▸ **Given instruction 1**
According to the Form 8-K cover page, what is the date of the earliest event reported?

▸ **Text**
SECURITIES AND EXCHANGE COMMISSION

WASHINGTON, DC 20549

 

 

 

FORM 8-K

 

CURRENT REPORT

 

Pursuant to Section 13 or 15(d) of the

Securities Exchange Act of 1934

 

Date of report (Date of earliest event reported): August 10, 2020

 

 

 

GOLUB CAPITAL BDC, INC.

(Exact name of Registrant as Specified in Its Charter)

 

DELAWARE   814-00794   27-2326940

(State or Other Jurisdiction

of Incorporation) 

 

(Commission

File Number)

 

(IRS Employer

Identification No.)

 

200 Park Avenue, 25th Floor, New York, NY   10166
(Address of Principal Executive Offices)   (Zip Code)

 

Registrant’s telephone number, including area code: (212) 750-6060

 

 

 

(Former Name or Former Address, if Changed Since Last Report)

 

Check the appropriate box below if the Form 8-K filing is intended to simultaneously satisfy the filing obligation of the registrant under any of the following provisions (see General Instruction A.2. below):

 

¨ Written communications pursuant to Rule 425 under the Securities Act (17 CFR 230.425)
¨ Soliciting material pursuant to Rule 14a-12 under the Exchange Act (17 CFR 240.14a-12)

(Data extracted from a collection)
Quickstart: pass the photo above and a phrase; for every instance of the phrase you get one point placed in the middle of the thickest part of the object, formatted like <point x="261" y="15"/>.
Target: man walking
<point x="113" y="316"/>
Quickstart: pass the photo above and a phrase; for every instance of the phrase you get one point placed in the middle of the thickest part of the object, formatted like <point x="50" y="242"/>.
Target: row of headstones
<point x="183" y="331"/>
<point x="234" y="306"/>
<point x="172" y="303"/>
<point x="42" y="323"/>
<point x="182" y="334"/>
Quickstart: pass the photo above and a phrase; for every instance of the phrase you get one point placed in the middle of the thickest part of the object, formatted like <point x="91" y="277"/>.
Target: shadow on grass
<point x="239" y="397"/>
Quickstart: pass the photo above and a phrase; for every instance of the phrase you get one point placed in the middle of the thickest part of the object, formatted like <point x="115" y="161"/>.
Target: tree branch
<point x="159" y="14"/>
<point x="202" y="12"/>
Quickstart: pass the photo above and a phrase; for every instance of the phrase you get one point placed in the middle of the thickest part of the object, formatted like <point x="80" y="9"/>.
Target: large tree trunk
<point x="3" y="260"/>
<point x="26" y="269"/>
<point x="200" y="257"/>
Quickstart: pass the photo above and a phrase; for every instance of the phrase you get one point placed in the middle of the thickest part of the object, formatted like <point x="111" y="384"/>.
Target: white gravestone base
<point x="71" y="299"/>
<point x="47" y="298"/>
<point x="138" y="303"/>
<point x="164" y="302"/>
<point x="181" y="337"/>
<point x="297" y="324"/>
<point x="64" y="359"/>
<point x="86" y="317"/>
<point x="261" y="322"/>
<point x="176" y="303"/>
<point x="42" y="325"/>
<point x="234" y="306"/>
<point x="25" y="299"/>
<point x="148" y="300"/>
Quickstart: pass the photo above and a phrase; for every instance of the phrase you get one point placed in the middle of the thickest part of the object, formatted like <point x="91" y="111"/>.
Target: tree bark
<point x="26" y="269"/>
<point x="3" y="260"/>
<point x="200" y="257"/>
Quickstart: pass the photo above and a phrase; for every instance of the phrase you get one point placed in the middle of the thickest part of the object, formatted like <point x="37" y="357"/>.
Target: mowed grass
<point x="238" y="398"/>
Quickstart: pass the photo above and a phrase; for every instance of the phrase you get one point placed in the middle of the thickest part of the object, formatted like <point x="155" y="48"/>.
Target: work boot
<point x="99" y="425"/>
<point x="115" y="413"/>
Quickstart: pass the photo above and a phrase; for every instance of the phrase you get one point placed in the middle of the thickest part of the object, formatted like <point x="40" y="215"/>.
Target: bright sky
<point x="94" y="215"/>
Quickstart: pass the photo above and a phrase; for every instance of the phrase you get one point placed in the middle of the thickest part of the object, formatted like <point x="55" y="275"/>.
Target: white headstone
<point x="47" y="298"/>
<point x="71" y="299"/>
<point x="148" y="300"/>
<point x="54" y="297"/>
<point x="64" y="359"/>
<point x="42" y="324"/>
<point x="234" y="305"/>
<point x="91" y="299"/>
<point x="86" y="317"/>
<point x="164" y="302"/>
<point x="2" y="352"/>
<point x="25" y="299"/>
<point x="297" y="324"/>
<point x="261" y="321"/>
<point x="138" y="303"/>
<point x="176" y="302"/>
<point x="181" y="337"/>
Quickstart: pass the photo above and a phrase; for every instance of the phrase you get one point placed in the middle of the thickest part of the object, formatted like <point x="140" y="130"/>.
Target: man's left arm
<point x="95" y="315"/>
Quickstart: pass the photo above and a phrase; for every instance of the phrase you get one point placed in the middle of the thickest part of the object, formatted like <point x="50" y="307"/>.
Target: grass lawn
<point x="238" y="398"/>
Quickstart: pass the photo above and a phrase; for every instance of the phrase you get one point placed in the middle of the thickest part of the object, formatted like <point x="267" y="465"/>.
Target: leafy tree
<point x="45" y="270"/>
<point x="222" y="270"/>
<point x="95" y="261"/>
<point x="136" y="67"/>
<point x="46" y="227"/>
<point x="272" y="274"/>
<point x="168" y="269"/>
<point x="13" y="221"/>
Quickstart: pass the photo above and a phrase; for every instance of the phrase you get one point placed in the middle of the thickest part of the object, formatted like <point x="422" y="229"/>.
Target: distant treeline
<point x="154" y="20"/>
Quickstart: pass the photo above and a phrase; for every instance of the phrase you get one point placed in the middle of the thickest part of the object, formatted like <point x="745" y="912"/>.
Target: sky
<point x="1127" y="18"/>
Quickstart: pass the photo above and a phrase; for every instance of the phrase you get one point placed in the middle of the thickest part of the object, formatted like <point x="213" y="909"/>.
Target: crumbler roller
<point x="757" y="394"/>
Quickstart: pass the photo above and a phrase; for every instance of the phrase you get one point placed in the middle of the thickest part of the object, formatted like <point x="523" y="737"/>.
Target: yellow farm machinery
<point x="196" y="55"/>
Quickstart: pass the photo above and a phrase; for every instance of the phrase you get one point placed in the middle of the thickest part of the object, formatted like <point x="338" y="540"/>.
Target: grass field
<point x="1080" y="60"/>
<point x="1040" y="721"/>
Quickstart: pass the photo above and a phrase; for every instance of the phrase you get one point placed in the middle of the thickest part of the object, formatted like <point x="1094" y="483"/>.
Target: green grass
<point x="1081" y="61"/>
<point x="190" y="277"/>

▸ **Given instruction 2**
Report every line of the rows above that contains the string "white", treating uppercase and lowercase as different.

▸ **Full answer 1**
August 10, 2020

▸ **Full answer 2**
Target: white gravestone base
Target: white headstone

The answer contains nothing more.